- **OBJECTIVE**
Reproduce every one of the rows below verbatim, leaving the pictures out of your copy.

- **RECORDS FOR THIS EXERCISE**
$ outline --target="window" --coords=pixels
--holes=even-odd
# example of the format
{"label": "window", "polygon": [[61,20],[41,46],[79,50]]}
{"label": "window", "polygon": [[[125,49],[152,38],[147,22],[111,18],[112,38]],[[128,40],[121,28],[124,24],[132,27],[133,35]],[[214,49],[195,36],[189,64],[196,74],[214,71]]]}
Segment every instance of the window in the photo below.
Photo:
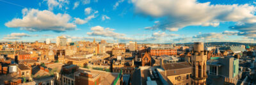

- **TASK OUTPUT**
$ outline --target="window" --coords=pixels
--holes=even-odd
# example of the format
{"label": "window", "polygon": [[61,20],[41,46],[79,50]]}
{"label": "window", "polygon": [[[125,49],[152,38],[147,22],[111,18],[112,38]],[[128,40],[121,28],[124,24],[132,27],[133,35]],[[214,49],[195,36],[189,64],[196,74],[214,71]]]}
Segment every instance of the window in the photo below.
Photo:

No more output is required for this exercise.